Given problem:
Copy out the lines of the material below verbatim, starting at the line containing "where the dirt" and continuing to the end of the material.

(Region annotation entries)
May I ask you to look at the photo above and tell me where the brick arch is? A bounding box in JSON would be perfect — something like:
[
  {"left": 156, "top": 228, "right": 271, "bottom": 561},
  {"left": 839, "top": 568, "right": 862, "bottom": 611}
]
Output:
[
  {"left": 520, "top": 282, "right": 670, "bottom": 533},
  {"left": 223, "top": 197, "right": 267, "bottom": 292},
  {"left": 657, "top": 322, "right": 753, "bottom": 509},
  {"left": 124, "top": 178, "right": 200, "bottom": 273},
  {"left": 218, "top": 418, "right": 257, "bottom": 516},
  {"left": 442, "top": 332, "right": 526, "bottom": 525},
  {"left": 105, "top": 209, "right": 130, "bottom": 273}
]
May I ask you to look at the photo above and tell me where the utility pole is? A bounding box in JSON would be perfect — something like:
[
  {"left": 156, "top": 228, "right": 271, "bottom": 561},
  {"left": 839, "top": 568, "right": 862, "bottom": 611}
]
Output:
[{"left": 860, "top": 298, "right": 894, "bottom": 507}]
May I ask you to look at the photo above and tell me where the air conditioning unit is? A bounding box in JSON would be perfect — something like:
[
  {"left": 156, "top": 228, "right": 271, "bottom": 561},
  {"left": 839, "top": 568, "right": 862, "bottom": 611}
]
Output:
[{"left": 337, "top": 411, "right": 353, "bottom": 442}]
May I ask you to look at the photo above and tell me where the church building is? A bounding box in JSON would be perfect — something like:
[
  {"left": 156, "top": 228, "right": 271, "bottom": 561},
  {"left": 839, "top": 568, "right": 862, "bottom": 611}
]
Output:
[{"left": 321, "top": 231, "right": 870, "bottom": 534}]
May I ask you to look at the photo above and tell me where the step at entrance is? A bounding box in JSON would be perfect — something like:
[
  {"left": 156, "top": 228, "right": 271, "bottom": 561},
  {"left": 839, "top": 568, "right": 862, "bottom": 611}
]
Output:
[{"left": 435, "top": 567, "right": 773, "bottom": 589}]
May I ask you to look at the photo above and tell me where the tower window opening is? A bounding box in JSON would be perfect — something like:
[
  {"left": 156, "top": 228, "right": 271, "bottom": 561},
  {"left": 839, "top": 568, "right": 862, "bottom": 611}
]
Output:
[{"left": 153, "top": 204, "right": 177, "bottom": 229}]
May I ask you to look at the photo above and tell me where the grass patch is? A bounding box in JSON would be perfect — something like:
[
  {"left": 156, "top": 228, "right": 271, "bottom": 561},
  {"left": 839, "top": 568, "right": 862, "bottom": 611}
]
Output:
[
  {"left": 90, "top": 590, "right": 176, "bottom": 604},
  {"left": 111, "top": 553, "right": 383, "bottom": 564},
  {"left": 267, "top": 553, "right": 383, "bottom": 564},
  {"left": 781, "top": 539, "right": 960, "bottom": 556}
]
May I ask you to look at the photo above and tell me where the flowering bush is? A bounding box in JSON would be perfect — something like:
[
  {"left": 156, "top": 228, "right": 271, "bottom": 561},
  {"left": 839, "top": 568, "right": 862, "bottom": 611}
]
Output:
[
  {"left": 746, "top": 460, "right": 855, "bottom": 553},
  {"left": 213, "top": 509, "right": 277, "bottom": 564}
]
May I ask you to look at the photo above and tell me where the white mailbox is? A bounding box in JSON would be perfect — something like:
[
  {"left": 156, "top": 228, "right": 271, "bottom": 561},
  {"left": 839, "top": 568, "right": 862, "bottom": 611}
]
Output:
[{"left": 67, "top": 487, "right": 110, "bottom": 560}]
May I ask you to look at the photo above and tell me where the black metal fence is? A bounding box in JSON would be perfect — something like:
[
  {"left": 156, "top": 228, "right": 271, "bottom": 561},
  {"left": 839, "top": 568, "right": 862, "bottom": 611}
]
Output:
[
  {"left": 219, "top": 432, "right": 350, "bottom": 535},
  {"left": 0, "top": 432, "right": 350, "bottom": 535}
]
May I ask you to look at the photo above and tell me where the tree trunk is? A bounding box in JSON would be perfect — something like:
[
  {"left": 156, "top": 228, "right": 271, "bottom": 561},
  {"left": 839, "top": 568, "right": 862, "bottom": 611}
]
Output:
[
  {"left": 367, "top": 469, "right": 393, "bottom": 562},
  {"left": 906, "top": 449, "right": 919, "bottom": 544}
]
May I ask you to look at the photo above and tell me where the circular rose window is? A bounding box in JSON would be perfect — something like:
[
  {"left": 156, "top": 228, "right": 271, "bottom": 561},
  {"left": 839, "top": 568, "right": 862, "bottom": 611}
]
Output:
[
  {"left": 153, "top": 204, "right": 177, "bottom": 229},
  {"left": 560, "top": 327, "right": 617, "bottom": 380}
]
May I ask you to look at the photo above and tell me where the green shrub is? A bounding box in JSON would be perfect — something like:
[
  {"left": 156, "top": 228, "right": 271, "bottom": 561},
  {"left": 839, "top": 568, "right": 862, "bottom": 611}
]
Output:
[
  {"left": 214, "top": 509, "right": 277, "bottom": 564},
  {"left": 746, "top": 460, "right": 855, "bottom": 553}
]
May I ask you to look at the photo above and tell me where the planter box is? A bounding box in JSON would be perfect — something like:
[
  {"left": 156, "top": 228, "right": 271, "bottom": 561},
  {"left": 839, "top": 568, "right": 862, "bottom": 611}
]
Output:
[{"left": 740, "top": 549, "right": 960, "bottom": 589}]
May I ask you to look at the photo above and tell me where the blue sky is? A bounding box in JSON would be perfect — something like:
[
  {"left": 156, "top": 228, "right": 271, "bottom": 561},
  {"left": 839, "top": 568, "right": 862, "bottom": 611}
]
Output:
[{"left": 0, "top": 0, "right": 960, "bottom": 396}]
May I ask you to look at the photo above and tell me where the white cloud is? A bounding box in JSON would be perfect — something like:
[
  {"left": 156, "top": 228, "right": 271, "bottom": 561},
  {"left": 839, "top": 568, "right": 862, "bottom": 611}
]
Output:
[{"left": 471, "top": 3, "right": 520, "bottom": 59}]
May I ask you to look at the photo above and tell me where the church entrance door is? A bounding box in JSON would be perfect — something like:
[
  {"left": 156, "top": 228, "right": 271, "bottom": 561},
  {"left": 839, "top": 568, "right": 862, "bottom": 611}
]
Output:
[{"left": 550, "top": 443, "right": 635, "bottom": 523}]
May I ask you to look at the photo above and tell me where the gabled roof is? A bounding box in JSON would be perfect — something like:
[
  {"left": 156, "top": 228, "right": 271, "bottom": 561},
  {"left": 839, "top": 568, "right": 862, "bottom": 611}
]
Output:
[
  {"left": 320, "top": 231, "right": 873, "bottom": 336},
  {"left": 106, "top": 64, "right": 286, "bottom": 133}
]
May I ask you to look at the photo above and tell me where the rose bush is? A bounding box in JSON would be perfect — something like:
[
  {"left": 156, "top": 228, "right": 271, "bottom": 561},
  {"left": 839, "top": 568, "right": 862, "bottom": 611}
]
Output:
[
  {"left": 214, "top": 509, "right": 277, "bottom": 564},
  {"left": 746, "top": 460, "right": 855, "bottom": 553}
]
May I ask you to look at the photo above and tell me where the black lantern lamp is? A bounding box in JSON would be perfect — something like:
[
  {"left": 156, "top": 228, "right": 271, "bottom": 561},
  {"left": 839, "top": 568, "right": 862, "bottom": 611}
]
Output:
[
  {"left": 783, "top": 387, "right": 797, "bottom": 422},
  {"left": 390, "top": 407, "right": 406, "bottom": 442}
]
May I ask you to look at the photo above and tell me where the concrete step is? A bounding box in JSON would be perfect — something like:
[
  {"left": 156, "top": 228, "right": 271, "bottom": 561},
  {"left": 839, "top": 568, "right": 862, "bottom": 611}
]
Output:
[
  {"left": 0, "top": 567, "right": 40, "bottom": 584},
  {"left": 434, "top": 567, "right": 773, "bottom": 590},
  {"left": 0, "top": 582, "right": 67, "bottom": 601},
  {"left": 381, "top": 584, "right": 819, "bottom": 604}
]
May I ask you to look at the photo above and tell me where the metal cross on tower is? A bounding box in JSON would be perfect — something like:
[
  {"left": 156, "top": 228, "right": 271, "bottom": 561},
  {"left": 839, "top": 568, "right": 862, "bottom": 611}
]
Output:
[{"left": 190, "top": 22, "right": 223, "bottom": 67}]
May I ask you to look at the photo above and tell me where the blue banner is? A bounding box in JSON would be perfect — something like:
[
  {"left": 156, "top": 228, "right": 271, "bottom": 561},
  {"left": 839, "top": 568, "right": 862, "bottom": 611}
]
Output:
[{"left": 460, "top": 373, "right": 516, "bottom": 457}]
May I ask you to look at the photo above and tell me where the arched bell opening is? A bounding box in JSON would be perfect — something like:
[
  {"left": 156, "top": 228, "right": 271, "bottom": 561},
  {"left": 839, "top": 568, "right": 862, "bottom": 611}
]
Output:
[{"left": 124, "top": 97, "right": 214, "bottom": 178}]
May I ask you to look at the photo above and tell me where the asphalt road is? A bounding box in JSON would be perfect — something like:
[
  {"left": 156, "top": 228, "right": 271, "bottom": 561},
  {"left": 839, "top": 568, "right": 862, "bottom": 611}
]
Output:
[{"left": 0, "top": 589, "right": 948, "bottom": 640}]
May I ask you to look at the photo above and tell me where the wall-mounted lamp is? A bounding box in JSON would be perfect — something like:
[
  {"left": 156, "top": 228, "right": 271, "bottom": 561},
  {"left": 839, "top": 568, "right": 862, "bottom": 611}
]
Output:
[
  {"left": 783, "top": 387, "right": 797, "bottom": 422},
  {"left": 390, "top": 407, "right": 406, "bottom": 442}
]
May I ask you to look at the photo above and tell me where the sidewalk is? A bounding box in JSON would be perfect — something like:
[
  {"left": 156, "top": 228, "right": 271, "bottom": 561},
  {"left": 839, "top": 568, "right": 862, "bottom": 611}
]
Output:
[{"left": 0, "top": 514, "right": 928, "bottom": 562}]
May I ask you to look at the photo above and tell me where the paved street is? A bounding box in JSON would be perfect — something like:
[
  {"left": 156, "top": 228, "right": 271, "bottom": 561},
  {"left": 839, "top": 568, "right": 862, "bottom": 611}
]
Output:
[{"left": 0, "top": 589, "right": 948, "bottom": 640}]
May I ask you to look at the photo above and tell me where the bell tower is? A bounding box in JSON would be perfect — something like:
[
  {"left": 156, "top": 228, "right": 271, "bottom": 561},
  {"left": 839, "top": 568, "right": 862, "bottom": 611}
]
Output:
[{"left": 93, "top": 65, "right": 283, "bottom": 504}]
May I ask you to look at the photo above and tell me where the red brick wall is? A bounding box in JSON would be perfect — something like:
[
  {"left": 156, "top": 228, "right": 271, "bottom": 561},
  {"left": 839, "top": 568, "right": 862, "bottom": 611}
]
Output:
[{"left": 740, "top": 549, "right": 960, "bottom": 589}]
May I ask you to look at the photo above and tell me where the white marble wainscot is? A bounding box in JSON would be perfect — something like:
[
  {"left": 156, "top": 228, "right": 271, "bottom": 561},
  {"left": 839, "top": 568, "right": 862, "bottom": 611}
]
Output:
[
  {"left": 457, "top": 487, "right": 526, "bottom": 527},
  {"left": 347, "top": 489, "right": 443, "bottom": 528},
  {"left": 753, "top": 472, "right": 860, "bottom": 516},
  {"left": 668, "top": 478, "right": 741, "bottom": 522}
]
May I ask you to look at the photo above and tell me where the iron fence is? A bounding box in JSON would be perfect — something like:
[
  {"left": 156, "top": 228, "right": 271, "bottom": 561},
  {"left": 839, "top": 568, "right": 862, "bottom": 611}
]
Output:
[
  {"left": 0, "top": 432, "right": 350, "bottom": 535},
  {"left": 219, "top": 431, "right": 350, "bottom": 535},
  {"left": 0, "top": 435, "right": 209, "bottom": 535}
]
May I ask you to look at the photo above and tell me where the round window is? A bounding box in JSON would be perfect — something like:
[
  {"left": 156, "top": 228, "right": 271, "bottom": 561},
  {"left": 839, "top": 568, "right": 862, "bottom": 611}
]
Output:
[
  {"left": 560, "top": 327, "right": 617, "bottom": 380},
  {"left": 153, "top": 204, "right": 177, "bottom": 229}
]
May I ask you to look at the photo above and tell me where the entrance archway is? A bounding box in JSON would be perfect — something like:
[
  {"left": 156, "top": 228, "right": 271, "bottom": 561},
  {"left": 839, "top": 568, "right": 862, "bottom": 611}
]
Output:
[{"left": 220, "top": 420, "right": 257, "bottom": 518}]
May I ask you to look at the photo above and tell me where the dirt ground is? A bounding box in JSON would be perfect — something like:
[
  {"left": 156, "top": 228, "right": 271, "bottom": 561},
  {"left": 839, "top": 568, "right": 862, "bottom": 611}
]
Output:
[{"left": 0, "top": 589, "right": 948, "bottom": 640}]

Solution to this task:
May I ask you to look at the photo above and tell me where the dirt ground is? A bounding box in JSON would be perfect — something like:
[
  {"left": 156, "top": 228, "right": 271, "bottom": 561},
  {"left": 839, "top": 568, "right": 862, "bottom": 611}
]
Output:
[{"left": 0, "top": 589, "right": 948, "bottom": 640}]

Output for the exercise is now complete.